Repeat word for word the lines below, from the line with "Find the puppy" up to and including the line with "53,26 -> 76,50".

# Start of Extracted records

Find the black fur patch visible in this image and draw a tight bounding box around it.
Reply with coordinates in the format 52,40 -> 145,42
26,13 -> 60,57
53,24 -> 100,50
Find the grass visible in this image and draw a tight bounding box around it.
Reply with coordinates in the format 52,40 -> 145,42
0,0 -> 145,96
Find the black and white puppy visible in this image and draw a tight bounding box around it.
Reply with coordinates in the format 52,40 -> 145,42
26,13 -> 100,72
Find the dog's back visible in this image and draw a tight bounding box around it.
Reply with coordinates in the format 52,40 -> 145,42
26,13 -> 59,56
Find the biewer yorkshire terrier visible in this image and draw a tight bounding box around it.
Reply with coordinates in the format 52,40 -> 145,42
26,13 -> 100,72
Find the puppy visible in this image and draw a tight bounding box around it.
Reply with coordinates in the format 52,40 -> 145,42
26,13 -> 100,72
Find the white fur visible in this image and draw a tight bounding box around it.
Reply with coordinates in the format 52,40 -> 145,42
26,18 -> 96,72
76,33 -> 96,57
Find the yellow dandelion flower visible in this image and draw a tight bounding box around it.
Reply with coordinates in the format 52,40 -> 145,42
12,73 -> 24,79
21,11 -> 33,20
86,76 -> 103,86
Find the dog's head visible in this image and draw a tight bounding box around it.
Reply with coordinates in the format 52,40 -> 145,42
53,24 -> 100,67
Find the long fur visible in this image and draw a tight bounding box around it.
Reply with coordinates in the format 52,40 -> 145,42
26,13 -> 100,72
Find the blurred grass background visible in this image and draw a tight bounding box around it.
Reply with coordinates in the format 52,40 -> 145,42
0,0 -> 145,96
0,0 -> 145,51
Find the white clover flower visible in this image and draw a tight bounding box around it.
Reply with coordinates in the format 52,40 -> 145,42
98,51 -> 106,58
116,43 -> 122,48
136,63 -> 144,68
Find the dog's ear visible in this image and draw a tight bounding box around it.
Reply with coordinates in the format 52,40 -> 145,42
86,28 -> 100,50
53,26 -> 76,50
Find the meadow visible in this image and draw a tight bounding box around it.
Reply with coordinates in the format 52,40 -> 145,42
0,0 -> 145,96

# End of Extracted records
# Start of Extracted records

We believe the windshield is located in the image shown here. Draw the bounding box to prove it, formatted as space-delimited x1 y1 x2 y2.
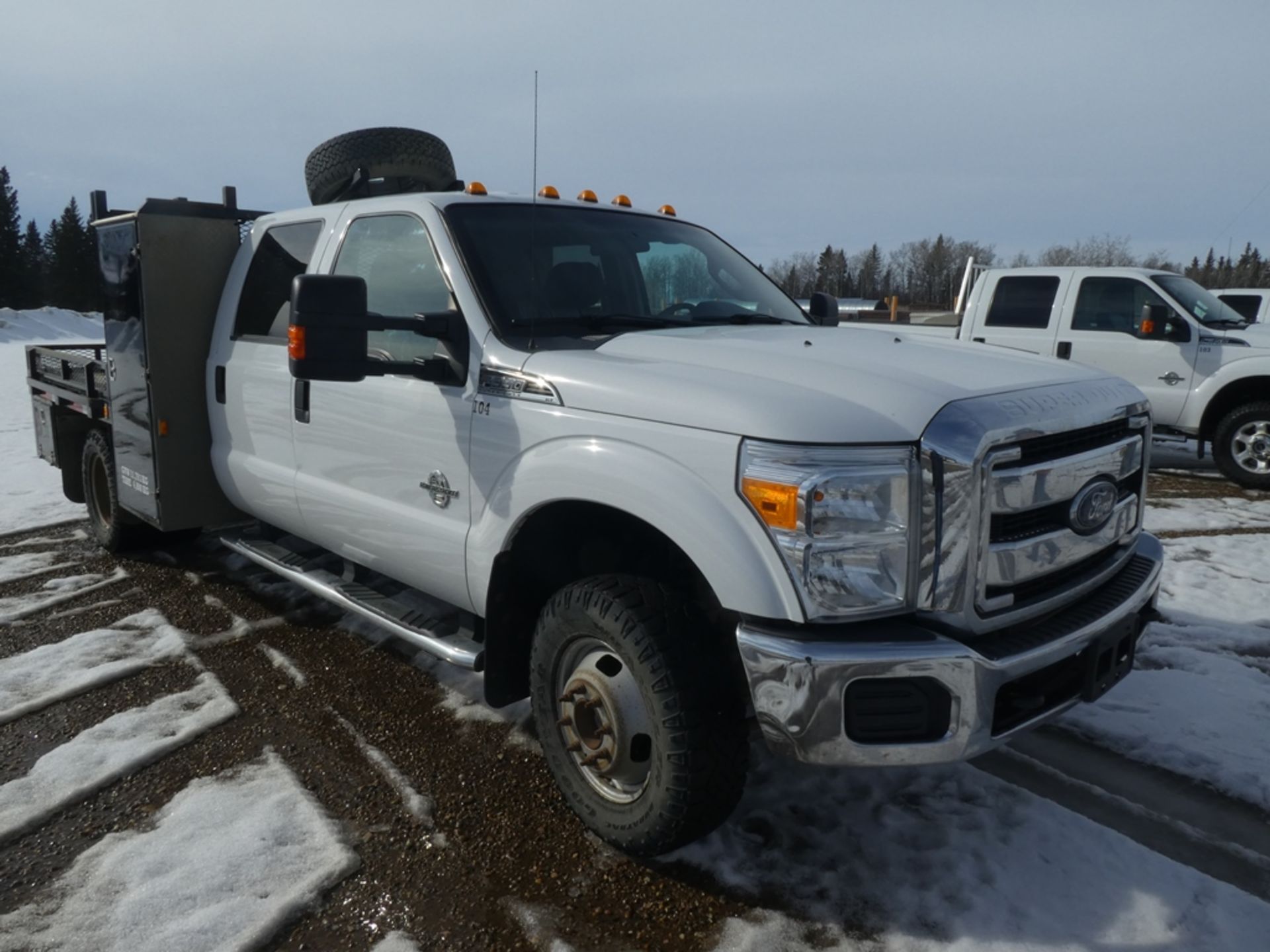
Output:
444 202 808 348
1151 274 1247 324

# End of Extracted records

*Exercise output*.
Find the puppy visible in this image and draw a tight bounding box around it.
Reply with coordinates in the format 52,40 -> 145,42
26,13 -> 100,72
Find the white fur visible in this image and draw a tight bounding box around it.
Reply with coordinates in the format 52,40 -> 145,42
26,18 -> 96,72
76,33 -> 96,57
Find the yellow dandelion flower visible in this image and draw a tight bounding box around it.
Reply with coordinates in the format 52,40 -> 145,42
12,73 -> 24,79
21,11 -> 33,20
86,76 -> 103,86
Find the dog's head visible in this image and draw a tight bounding box around it.
Reply with coordinates in the format 52,40 -> 145,42
53,24 -> 100,67
Find the long fur visible in this image and draw a tight bounding box around it.
Reply with coordinates in the format 52,40 -> 145,42
26,13 -> 100,72
Find the blurred grass background visible in this image and draw a tight bounding box around it.
Reply with coordinates in the format 52,40 -> 145,42
0,0 -> 145,96
0,0 -> 145,51
Find the white clover flower visible in this image and draw a tight bounding box around it.
Reply with coordinates in the format 52,40 -> 145,42
98,51 -> 106,58
116,43 -> 122,48
136,63 -> 144,68
Find the dog's ear visible in this image and draw a tight bounding box around it.
Reply with coordinates in the format 52,40 -> 145,42
86,28 -> 100,50
53,26 -> 76,50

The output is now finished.